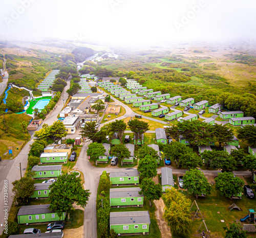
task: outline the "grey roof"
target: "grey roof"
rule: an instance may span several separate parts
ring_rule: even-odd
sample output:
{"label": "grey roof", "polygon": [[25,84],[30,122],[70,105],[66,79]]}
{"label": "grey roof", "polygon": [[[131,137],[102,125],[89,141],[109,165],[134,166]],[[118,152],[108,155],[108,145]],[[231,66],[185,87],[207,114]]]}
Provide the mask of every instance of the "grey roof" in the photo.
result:
{"label": "grey roof", "polygon": [[176,99],[179,99],[180,98],[181,98],[181,96],[175,96],[175,97],[173,97],[173,98],[170,98],[169,99],[168,99],[167,100],[175,100]]}
{"label": "grey roof", "polygon": [[209,107],[209,108],[213,108],[214,109],[217,109],[217,108],[219,108],[219,107],[222,106],[222,104],[221,104],[220,103],[216,103],[216,104],[213,105],[212,106]]}
{"label": "grey roof", "polygon": [[210,146],[199,146],[199,148],[200,149],[201,153],[203,153],[205,150],[209,150],[211,151],[211,148]]}
{"label": "grey roof", "polygon": [[46,190],[49,189],[49,187],[52,183],[35,183],[35,190]]}
{"label": "grey roof", "polygon": [[62,165],[34,165],[33,171],[52,171],[53,170],[60,170]]}
{"label": "grey roof", "polygon": [[204,121],[203,121],[203,122],[205,122],[206,123],[210,123],[210,122],[212,122],[213,121],[215,121],[215,119],[211,117],[207,118],[207,119],[205,119]]}
{"label": "grey roof", "polygon": [[188,102],[190,102],[190,101],[194,100],[195,99],[192,98],[189,98],[189,99],[184,99],[184,100],[181,101],[180,103],[188,103]]}
{"label": "grey roof", "polygon": [[185,117],[182,118],[181,120],[182,121],[186,121],[191,119],[191,118],[195,117],[195,116],[197,116],[196,114],[190,114],[187,116],[185,116]]}
{"label": "grey roof", "polygon": [[158,108],[158,109],[154,110],[153,111],[154,112],[159,112],[159,111],[162,111],[163,110],[165,110],[166,109],[167,109],[168,107],[160,107],[160,108]]}
{"label": "grey roof", "polygon": [[180,113],[181,112],[182,112],[182,111],[181,111],[180,110],[177,110],[177,111],[175,111],[173,112],[171,112],[170,113],[166,114],[166,115],[168,116],[172,116],[176,115],[176,114]]}
{"label": "grey roof", "polygon": [[33,215],[54,212],[49,209],[50,204],[32,205],[31,206],[22,206],[18,212],[18,216]]}
{"label": "grey roof", "polygon": [[205,104],[207,103],[208,103],[209,102],[206,100],[203,100],[201,101],[201,102],[199,102],[198,103],[194,103],[194,105],[197,105],[197,106],[202,106],[202,105]]}
{"label": "grey roof", "polygon": [[163,167],[161,168],[162,174],[162,185],[169,185],[174,186],[174,178],[173,177],[173,170],[170,168]]}
{"label": "grey roof", "polygon": [[220,114],[222,114],[222,115],[229,115],[230,114],[240,114],[243,113],[244,112],[242,111],[221,111]]}
{"label": "grey roof", "polygon": [[127,149],[129,150],[129,151],[131,153],[131,156],[133,157],[134,155],[134,145],[127,144],[125,144],[125,146],[126,147]]}
{"label": "grey roof", "polygon": [[167,96],[167,95],[170,95],[170,93],[165,93],[165,94],[162,94],[162,95],[157,95],[155,97],[156,98],[160,98],[160,97]]}
{"label": "grey roof", "polygon": [[38,233],[37,234],[25,234],[20,235],[11,235],[9,238],[34,238],[36,237],[44,237],[46,238],[61,238],[63,232]]}
{"label": "grey roof", "polygon": [[[135,222],[134,222],[134,221]],[[150,224],[148,211],[110,212],[110,225]]]}
{"label": "grey roof", "polygon": [[110,171],[110,178],[137,176],[139,176],[139,173],[138,170],[136,169],[133,169],[132,170],[112,170]]}
{"label": "grey roof", "polygon": [[151,95],[152,94],[158,93],[159,92],[162,93],[162,92],[161,91],[157,91],[156,92],[148,92],[148,93],[147,93],[147,95]]}
{"label": "grey roof", "polygon": [[108,156],[108,152],[110,148],[110,144],[108,144],[106,143],[103,143],[102,144],[102,146],[104,147],[105,148],[105,150],[106,150],[106,152],[104,153],[104,154],[107,156]]}
{"label": "grey roof", "polygon": [[110,188],[110,198],[129,198],[130,197],[144,197],[139,194],[141,189],[139,187],[124,187],[122,188]]}
{"label": "grey roof", "polygon": [[230,120],[234,121],[248,121],[248,120],[255,120],[255,118],[252,116],[245,116],[244,117],[236,117],[236,118],[230,118]]}
{"label": "grey roof", "polygon": [[156,129],[156,137],[157,139],[167,139],[166,135],[165,134],[165,131],[163,128]]}
{"label": "grey roof", "polygon": [[238,150],[237,147],[236,147],[234,146],[231,146],[230,145],[227,145],[227,146],[224,146],[224,148],[226,149],[228,154],[230,153],[231,150]]}

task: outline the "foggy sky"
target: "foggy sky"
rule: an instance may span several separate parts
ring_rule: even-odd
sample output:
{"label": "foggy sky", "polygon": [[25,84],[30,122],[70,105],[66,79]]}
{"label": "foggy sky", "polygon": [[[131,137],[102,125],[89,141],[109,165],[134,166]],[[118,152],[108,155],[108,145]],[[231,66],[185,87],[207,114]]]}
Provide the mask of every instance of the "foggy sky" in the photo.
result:
{"label": "foggy sky", "polygon": [[1,1],[1,34],[111,45],[256,38],[255,0]]}

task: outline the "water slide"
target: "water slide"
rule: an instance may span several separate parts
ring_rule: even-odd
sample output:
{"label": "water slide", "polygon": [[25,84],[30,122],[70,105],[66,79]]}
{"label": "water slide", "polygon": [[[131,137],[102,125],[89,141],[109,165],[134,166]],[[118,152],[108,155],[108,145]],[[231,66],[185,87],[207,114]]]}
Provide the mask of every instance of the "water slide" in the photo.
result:
{"label": "water slide", "polygon": [[246,216],[244,218],[241,218],[240,219],[240,222],[244,222],[246,219],[248,219],[250,216],[249,215]]}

§ Problem: Restate each entry word for word, leaving out any pictures.

§ Complete response:
task: outline the "grey roof"
target: "grey roof"
rule: an instance may span several separate parts
ring_rule: even-odd
sample output:
{"label": "grey roof", "polygon": [[25,84],[30,122],[70,105],[66,79]]}
{"label": "grey roof", "polygon": [[[131,137],[102,125],[89,141],[109,165],[134,166]],[[118,152],[108,155],[108,145]],[[231,66],[185,87],[207,114]]]}
Provide the mask of every instance of the "grey roof" in the photo.
result:
{"label": "grey roof", "polygon": [[176,99],[179,99],[180,98],[181,98],[181,96],[175,96],[175,97],[173,97],[173,98],[170,98],[169,99],[168,99],[167,100],[175,100]]}
{"label": "grey roof", "polygon": [[209,107],[209,108],[213,108],[214,109],[217,109],[217,108],[219,108],[219,107],[222,106],[222,104],[221,104],[220,103],[216,103],[216,104],[213,105],[212,106]]}
{"label": "grey roof", "polygon": [[210,146],[199,146],[199,148],[200,149],[201,153],[203,153],[205,150],[209,150],[211,151],[211,148]]}
{"label": "grey roof", "polygon": [[46,190],[49,189],[49,187],[52,183],[35,183],[35,190]]}
{"label": "grey roof", "polygon": [[62,165],[34,165],[33,171],[52,171],[53,170],[60,170]]}
{"label": "grey roof", "polygon": [[204,121],[203,121],[203,122],[205,122],[206,123],[210,123],[210,122],[212,122],[213,121],[215,121],[215,119],[211,117],[207,118],[207,119],[205,119]]}
{"label": "grey roof", "polygon": [[188,102],[190,102],[190,101],[194,100],[195,99],[192,98],[189,98],[189,99],[184,99],[184,100],[181,101],[180,103],[188,103]]}
{"label": "grey roof", "polygon": [[185,117],[182,118],[181,120],[182,121],[186,121],[191,119],[191,118],[195,117],[195,116],[197,116],[196,114],[190,114],[187,116],[185,116]]}
{"label": "grey roof", "polygon": [[158,108],[158,109],[154,110],[153,111],[154,112],[159,112],[159,111],[162,111],[163,110],[165,110],[166,109],[167,109],[168,107],[160,107],[160,108]]}
{"label": "grey roof", "polygon": [[180,113],[181,112],[182,112],[182,111],[181,111],[180,110],[177,110],[177,111],[175,111],[173,112],[171,112],[170,113],[166,114],[166,115],[168,116],[172,116],[176,115],[176,114]]}
{"label": "grey roof", "polygon": [[33,215],[54,212],[49,209],[50,204],[32,205],[31,206],[22,206],[18,212],[18,216]]}
{"label": "grey roof", "polygon": [[205,104],[207,103],[208,103],[209,102],[206,100],[203,100],[201,101],[201,102],[199,102],[198,103],[194,103],[194,105],[197,105],[197,106],[202,106],[202,105]]}
{"label": "grey roof", "polygon": [[163,167],[161,168],[162,174],[162,185],[169,185],[174,186],[174,178],[173,177],[173,170],[170,168]]}
{"label": "grey roof", "polygon": [[220,114],[222,114],[222,115],[229,115],[230,114],[240,114],[243,113],[244,112],[242,111],[221,111]]}
{"label": "grey roof", "polygon": [[127,149],[129,150],[129,151],[131,153],[131,156],[133,157],[134,155],[134,145],[127,144],[125,144],[125,146],[126,147]]}
{"label": "grey roof", "polygon": [[167,96],[167,95],[170,95],[170,93],[165,93],[165,94],[162,94],[162,95],[157,95],[155,97],[156,98],[160,98],[160,97]]}
{"label": "grey roof", "polygon": [[38,233],[37,234],[25,234],[20,235],[11,235],[9,238],[34,238],[36,237],[44,237],[46,238],[61,238],[63,232]]}
{"label": "grey roof", "polygon": [[[135,222],[134,222],[134,221]],[[150,224],[148,211],[110,212],[110,225]]]}
{"label": "grey roof", "polygon": [[110,171],[110,178],[137,176],[139,176],[139,173],[138,170],[136,169],[133,169],[132,170],[112,170]]}
{"label": "grey roof", "polygon": [[151,95],[152,94],[158,93],[159,92],[162,93],[162,92],[161,91],[157,91],[156,92],[148,92],[148,93],[147,93],[147,95]]}
{"label": "grey roof", "polygon": [[108,156],[108,152],[110,148],[110,144],[108,144],[106,143],[103,143],[102,144],[102,146],[104,147],[105,148],[105,150],[106,150],[106,152],[104,153],[104,154],[107,156]]}
{"label": "grey roof", "polygon": [[110,188],[110,198],[129,198],[130,197],[144,197],[139,194],[141,189],[139,187],[124,187],[122,188]]}
{"label": "grey roof", "polygon": [[230,120],[234,121],[248,121],[248,120],[255,120],[255,118],[252,116],[245,116],[244,117],[236,117],[236,118],[230,118]]}
{"label": "grey roof", "polygon": [[156,129],[156,137],[157,139],[167,139],[166,135],[165,134],[165,131],[163,128]]}
{"label": "grey roof", "polygon": [[238,150],[237,147],[236,147],[234,146],[231,146],[230,145],[227,145],[227,146],[224,146],[224,148],[226,149],[228,154],[230,153],[231,150]]}

task: outline the "foggy sky"
target: "foggy sky"
rule: an instance may span several separate parts
ring_rule: even-odd
sample output:
{"label": "foggy sky", "polygon": [[25,84],[30,122],[70,105],[66,79]]}
{"label": "foggy sky", "polygon": [[[131,137],[102,125],[89,141],[109,165],[134,166]],[[118,152],[108,155],[108,145]],[[231,66],[185,87],[207,114]]]}
Provide the mask of every instance of the "foggy sky" in the photo.
result:
{"label": "foggy sky", "polygon": [[1,1],[1,34],[111,45],[256,38],[255,0]]}

task: outline the "water slide"
target: "water slide"
rule: an instance may span several separate parts
ring_rule: even-odd
sample output:
{"label": "water slide", "polygon": [[25,84],[30,122],[70,105],[66,79]]}
{"label": "water slide", "polygon": [[[131,137],[102,125],[89,141],[109,165],[134,166]],[[118,152],[108,155],[108,145]],[[231,66],[185,87],[207,114]]]}
Provide the mask of every instance of the "water slide" in the photo.
result:
{"label": "water slide", "polygon": [[246,216],[244,218],[241,218],[240,219],[240,222],[244,222],[246,219],[248,219],[250,216],[249,215]]}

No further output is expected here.